TAREFA 1 —
Apresente como tabela Markdown as linhas da listagem, começando na linha que contém "of the street" e terminando no fim da listagem. Use as colunas Número, para a numeração de cada linha, e Conteúdo, para a linha em si, deixando de fora as linhas em branco.

TRECHO CITADO —

O cenário mais provável para tentativa de recuperação mais rápida da crise econômica, pela natureza do governo atual e seu compromisso explícito com a economia predatória do meio ambiente, será o de aumentar a dose dos mesmos “remédios” que nos trouxeram até aqui. Deve haver mais incentivos (de diferentes naturezas) a mais do mesmo.

O cenário menos provável, embora não impossível, é o de uma recuperação da nossa economia com incentivos a atividades econômicas menos intensivas em emissões de CO2, poluentes e consumo de energia e recursos naturais, na esteira do que alguns países europeus já começam a adotar.

O que é investir em mais do mesmo? Construção civil, exploração de petróleo, indústria automobilística, mineração em larga escala, agropecuária extensiva. Ou seja, a velha economia hegemônica que sobreviveu do milênio passado até hoje muito em função dos altos subsídios governamentais, seja em forma de crédito atrativo, investimento público em ciência e tecnologia, oferta de energia subsidiada, baixa carga tributária e muita desoneração ou renúncia tributária.

O que pode ser a Recuperação Verde (Green Recovery) da nossa economia? De acordo com a Organização Internacional do Trabalho (veja a íntegra) 1,2 bilhões de empregos no mundo dependem de um meio ambiente saudável. A Organização Internacional do trabalho (OIT) afirma que 18 milhões de empregos podem ser criados até 2030, somente no setor de energias renováveis, na América Latina. Outros seis milhões de empregos podem ser criados na economia circular (com reciclagem de matérias primas, resíduos e energia).

Novas tecnologias para saneamento, reciclagem de resíduos, biotecnologia, novos sistemas produtivos agroflorestais, ecoturismo associado à conservação ambiental, agricultura orgânica e regenerativa, mecanismos de pagamentos por serviços ambientais. Esse cardápio é extenso e crescente. Estudos do Ministério do Turismo mostram por exemplo que para cada R$1 investido num parque, ele pode gerar até R$7 de movimentação econômica com ecoturismo na região de entorno.

TAREFA 2 —
Imprima sem alterações a parte do trecho citado que começa em "O cenário mais" e termina em "começam a adotar.".

INFORMAÇÕES FORNECIDAS —

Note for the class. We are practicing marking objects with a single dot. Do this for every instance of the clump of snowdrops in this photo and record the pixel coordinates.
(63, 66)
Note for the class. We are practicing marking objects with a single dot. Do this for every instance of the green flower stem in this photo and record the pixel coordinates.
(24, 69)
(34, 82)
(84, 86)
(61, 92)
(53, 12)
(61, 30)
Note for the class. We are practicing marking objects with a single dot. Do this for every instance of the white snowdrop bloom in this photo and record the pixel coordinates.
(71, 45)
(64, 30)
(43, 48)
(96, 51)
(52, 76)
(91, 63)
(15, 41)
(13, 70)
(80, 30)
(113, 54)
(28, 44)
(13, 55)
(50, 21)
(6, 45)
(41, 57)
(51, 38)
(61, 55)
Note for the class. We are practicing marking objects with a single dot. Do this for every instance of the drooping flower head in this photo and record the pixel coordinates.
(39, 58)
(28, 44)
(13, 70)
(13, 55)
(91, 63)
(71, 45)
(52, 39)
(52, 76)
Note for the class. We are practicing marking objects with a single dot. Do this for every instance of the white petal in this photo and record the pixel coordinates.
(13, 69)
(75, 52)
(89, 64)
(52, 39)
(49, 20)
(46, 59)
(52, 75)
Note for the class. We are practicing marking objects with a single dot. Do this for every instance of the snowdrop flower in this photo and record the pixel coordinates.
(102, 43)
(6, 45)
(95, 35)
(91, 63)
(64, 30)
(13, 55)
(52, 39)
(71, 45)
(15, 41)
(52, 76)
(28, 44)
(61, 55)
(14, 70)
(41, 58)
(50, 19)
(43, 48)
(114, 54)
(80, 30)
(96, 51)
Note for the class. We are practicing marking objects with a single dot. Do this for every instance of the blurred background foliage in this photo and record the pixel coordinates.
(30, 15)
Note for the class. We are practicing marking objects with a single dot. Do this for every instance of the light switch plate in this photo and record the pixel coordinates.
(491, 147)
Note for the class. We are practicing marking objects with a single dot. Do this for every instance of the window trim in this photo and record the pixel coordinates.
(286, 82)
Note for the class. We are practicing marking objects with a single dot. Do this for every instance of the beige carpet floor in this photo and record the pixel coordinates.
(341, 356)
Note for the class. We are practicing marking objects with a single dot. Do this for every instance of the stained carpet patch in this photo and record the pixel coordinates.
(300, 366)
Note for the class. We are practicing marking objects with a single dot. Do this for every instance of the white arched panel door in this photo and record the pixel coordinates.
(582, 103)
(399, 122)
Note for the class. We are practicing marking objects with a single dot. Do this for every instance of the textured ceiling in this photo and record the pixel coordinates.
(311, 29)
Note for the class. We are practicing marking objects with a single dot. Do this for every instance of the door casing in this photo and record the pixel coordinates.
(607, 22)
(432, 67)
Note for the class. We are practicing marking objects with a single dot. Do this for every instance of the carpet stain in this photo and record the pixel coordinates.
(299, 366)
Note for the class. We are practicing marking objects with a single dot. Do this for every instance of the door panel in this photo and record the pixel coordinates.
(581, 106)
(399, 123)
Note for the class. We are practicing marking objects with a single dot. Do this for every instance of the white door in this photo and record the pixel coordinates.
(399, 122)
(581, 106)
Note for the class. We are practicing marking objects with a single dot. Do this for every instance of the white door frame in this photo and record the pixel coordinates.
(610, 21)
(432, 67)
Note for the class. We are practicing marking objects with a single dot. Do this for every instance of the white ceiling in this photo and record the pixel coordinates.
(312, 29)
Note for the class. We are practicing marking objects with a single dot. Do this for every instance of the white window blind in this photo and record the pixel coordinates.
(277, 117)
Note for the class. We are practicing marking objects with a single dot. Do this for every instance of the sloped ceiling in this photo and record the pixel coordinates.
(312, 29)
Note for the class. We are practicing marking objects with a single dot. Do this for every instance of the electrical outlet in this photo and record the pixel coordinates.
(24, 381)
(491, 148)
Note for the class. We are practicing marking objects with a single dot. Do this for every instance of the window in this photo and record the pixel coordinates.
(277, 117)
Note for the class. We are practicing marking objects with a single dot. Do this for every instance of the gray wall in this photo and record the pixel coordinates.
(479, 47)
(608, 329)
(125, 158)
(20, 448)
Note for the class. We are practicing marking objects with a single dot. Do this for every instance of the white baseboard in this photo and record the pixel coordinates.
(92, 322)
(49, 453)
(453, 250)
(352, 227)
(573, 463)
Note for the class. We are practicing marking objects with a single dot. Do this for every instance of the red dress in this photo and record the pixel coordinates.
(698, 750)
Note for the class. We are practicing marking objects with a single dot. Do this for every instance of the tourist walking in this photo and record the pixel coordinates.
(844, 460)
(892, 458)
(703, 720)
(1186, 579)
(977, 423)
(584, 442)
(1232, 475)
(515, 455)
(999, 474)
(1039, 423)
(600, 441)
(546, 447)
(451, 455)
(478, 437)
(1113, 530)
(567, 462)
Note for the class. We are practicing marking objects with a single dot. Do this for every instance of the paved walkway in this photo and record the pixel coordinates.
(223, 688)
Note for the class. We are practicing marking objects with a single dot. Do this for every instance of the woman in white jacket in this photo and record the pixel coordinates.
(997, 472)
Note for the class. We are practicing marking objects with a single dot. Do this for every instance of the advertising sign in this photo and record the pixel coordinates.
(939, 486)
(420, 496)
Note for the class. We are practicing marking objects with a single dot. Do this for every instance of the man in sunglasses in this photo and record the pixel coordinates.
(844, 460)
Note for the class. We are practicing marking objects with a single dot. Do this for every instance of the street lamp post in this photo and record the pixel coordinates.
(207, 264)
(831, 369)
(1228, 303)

RESPOSTA COMPLETA 1 —
| Número | Conteúdo |
|---|---|
| 1 | Note for the class. We are practicing marking objects with a single dot. Do this for every instance of the street lamp post in this photo and record the pixel coordinates. |
| 2 | (207, 264) |
| 3 | (831, 369) |
| 4 | (1228, 303) |

RESPOSTA COMPLETA 2 —
O cenário mais provável para tentativa de recuperação mais rápida da crise econômica, pela natureza do governo atual e seu compromisso explícito com a economia predatória do meio ambiente, será o de aumentar a dose dos mesmos “remédios” que nos trouxeram até aqui. Deve haver mais incentivos (de diferentes naturezas) a mais do mesmo.

O cenário menos provável, embora não impossível, é o de uma recuperação da nossa economia com incentivos a atividades econômicas menos intensivas em emissões de CO2, poluentes e consumo de energia e recursos naturais, na esteira do que alguns países europeus já começam a adotar.